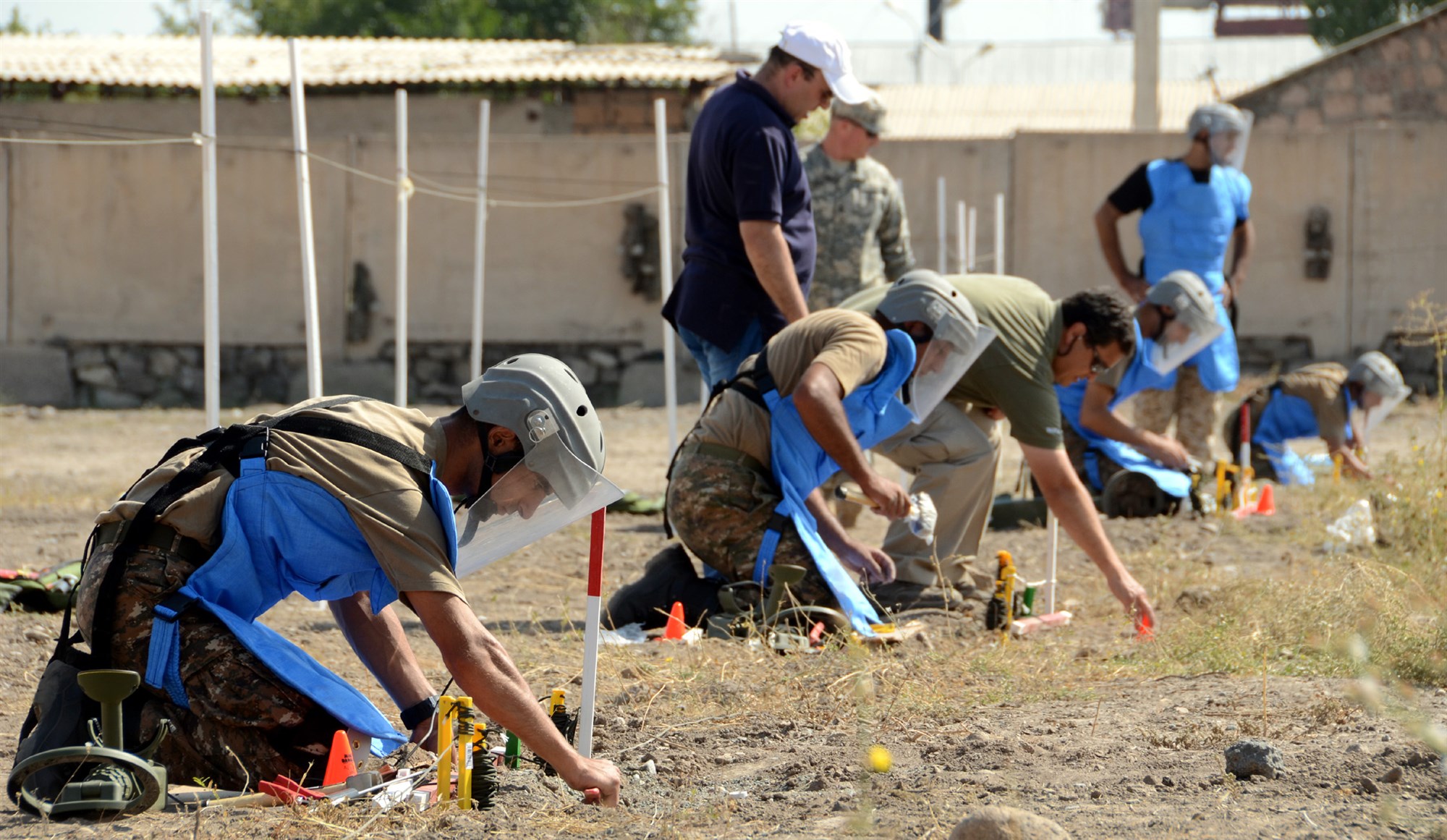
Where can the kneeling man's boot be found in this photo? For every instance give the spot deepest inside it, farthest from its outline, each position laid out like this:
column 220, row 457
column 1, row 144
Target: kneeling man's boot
column 666, row 578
== == ==
WRITTEN INSTRUCTION | Copy the listing above line for line, without altering anything, and leave out the picture.

WORKED ANSWER |
Where can the kneeling man's boot be found in this photo? For every instance give the spot deepest inside it, farthest from its outline, each position laid out like this:
column 220, row 457
column 1, row 144
Target: kneeling man's boot
column 666, row 578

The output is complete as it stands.